### WORK INSTRUCTIONS
Look for the string "after" in the listing below and copy every line in which it appears.

### INFORMATION
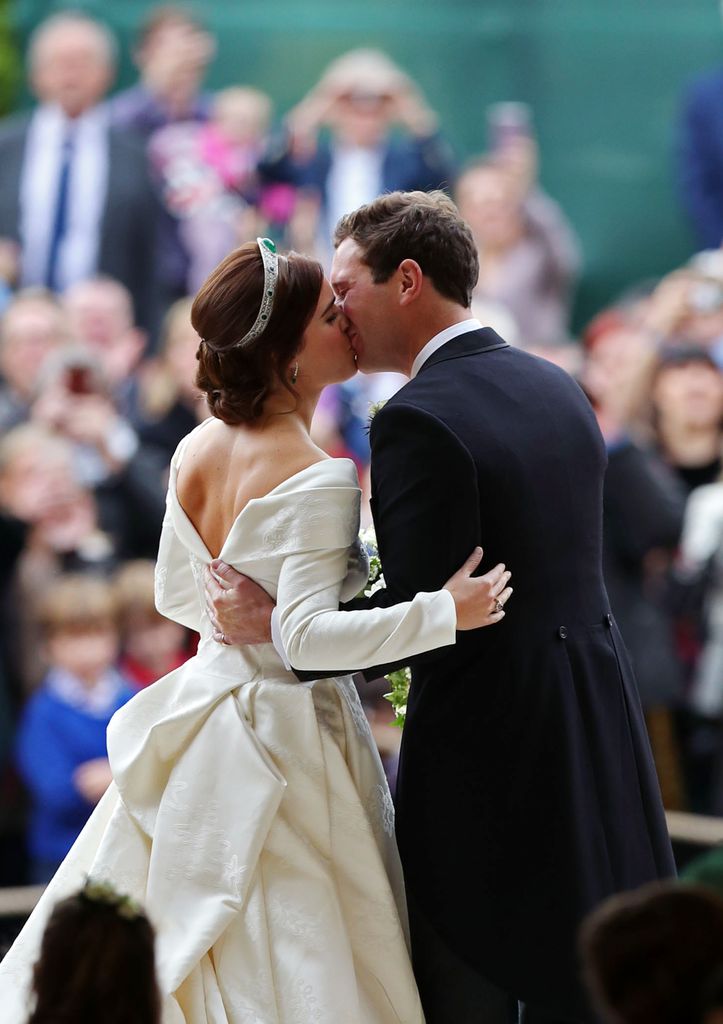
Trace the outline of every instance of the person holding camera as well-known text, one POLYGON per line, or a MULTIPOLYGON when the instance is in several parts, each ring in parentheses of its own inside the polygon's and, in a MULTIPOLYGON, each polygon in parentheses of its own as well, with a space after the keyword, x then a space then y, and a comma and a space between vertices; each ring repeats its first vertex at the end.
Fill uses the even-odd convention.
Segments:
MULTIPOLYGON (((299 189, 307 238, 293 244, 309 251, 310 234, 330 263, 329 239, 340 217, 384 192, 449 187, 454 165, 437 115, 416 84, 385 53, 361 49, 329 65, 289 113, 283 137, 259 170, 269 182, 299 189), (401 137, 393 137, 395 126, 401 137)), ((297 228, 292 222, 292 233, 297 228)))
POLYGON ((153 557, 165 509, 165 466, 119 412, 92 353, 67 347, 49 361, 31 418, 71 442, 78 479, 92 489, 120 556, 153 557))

* * *

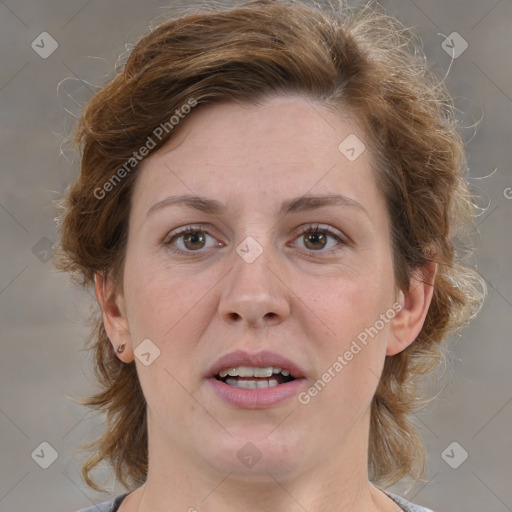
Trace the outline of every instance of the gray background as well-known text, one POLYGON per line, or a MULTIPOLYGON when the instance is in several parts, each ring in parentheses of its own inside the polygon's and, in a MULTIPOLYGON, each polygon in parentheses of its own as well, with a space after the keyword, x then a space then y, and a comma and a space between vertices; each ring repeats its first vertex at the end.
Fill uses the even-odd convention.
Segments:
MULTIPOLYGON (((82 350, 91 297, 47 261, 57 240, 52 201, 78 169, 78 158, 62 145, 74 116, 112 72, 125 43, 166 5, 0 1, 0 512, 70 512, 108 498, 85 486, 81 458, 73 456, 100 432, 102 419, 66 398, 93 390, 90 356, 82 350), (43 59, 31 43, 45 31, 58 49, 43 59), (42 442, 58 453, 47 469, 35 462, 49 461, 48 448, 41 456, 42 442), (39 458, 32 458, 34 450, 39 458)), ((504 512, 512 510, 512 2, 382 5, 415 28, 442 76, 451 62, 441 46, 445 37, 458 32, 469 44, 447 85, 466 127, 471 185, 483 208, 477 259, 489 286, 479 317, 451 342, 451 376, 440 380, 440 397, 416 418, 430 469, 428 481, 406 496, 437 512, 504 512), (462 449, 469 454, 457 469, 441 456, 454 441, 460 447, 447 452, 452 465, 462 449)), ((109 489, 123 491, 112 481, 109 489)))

### OUTPUT
Trace the outline of every instance of the person holding camera as well-known text, one POLYGON per line, or a MULTIPOLYGON when the instance is in several parts, each ring in parentheses of its own inside the polygon's and, in a MULTIPOLYGON, each polygon in parentheses of its own as well, with a space after the keyword, x then a space then y, and a comma and a space between vertices; each ring repeats its first vertex at the end.
Trace the outline of every instance of the gray background as well-known text, one POLYGON per line, or a MULTIPOLYGON when the instance is in several parts, each ring in parentheses of its own inside the polygon's and, in a MULTIPOLYGON, each polygon in parentheses of its own as well, with a space after the keyword, x then a space then y, and a comma and a space between vertices; each ring repeats its first vertex at the end.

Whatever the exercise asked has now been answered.